━━━ Exercise materials

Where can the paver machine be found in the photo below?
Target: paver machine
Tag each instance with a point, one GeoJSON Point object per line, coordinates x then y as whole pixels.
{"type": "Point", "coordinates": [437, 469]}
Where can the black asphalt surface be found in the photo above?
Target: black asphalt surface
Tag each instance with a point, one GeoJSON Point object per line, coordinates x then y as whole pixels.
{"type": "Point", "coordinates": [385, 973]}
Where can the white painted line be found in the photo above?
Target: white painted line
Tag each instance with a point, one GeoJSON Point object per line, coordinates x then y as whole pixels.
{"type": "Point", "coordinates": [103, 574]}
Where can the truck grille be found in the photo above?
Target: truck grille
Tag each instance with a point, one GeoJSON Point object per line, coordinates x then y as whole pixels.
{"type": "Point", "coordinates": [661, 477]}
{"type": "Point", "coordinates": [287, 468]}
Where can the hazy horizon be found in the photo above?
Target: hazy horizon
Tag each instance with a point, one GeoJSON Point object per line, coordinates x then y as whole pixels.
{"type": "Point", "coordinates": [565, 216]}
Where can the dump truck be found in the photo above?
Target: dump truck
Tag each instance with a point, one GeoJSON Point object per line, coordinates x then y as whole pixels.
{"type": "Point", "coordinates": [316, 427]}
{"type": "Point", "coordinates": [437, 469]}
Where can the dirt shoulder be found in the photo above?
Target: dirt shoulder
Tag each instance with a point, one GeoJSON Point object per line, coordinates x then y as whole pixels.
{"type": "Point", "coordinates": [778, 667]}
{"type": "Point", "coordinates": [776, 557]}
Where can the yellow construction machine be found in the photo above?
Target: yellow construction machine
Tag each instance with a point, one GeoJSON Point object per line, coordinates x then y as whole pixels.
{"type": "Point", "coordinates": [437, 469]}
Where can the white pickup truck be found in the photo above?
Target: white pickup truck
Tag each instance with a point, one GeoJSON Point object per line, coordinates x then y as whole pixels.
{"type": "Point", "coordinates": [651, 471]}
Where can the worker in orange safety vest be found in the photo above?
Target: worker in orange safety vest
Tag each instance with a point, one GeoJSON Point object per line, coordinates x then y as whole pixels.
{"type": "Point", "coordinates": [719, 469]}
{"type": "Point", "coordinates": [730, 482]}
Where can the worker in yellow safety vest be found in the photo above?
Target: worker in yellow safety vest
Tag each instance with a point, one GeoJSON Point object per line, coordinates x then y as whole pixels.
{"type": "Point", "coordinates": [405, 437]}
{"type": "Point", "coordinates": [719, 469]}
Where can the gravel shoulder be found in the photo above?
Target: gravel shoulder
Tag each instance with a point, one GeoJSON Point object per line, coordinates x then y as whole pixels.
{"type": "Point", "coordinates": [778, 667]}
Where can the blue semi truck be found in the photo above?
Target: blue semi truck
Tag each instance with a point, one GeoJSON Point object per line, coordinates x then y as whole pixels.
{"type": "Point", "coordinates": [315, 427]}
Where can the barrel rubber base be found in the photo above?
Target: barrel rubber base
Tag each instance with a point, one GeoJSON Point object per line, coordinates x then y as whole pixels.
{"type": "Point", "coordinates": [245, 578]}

━━━━━━

Reproduce the data shown above exactly.

→ Output for this exercise:
Where can the paver machine be found in the photo below?
Target: paver machine
Tag each instance with a point, one GeoJSON Point object per line, coordinates x then y as whole pixels.
{"type": "Point", "coordinates": [437, 469]}
Where can the black asphalt surface be found in the photo above?
Target: black asphalt surface
Tag each instance with a point, one GeoJSON Point object per line, coordinates x then y as whole pixels.
{"type": "Point", "coordinates": [385, 973]}
Where can the white painted line be found in the photo above?
Target: white painted line
Tag each instance with a point, one GeoJSON Point object per line, coordinates x then y as whole pixels.
{"type": "Point", "coordinates": [103, 574]}
Where can the truck grille be found in the photo above?
Target: truck grille
Tag each instance with a point, one GeoJSON Point object per line, coordinates x then y as whole pixels.
{"type": "Point", "coordinates": [661, 477]}
{"type": "Point", "coordinates": [287, 468]}
Where can the hazy horizon be found in the photo above?
Target: hazy horizon
Tag each instance with a point, one GeoJSON Point object per line, coordinates x then y as whole pixels.
{"type": "Point", "coordinates": [565, 216]}
Where can the dump truck be found in the photo above?
Target: dump truck
Tag each instance with a point, one GeoJSON Point object per line, coordinates x then y as whole pixels.
{"type": "Point", "coordinates": [316, 427]}
{"type": "Point", "coordinates": [437, 469]}
Where can the dirt shoulder be found in the photo above?
Target: dirt shoulder
Tag each instance with a point, one GeoJSON Point object per line, coordinates x then y as whole pixels.
{"type": "Point", "coordinates": [778, 667]}
{"type": "Point", "coordinates": [776, 557]}
Where can the yellow construction machine be found in the photo above?
Target: yellow construction machine
Tag each instance with a point, one GeoJSON Point object per line, coordinates x then y as whole pixels.
{"type": "Point", "coordinates": [437, 469]}
Where can the white pickup truck be found in the photo above?
Target: white pickup truck
Tag each instance with a point, one GeoJSON Point object per line, coordinates x then y as whole pixels.
{"type": "Point", "coordinates": [651, 471]}
Where can the worker in orange safety vest be found in the photo above?
Target: worker in orange safety vest
Tag each instance with a point, one GeoJSON Point object per line, coordinates x then y as whole pixels.
{"type": "Point", "coordinates": [719, 469]}
{"type": "Point", "coordinates": [730, 482]}
Where can the worker in yellow safety vest be found in the photo above?
Target: worker in yellow safety vest
Tag each instance with a point, one GeoJSON Point object per line, coordinates x then y as whole pixels.
{"type": "Point", "coordinates": [405, 437]}
{"type": "Point", "coordinates": [719, 469]}
Where can the gravel shoulder be found in the photo above?
Target: gravel shoulder
Tag each instance with a point, one GeoJSON Point object per line, coordinates x then y as whole pixels.
{"type": "Point", "coordinates": [778, 667]}
Where can the blue semi truck be found in the photo above?
Target: blue semi truck
Tag each instance with a point, one GeoJSON Point object per line, coordinates x then y as whole pixels.
{"type": "Point", "coordinates": [315, 427]}
Where can the barrel rubber base be found in the photo above?
Target: barrel rubber base
Tag each instance with a point, one GeoJSON Point object per line, coordinates x then y as whole pixels.
{"type": "Point", "coordinates": [245, 578]}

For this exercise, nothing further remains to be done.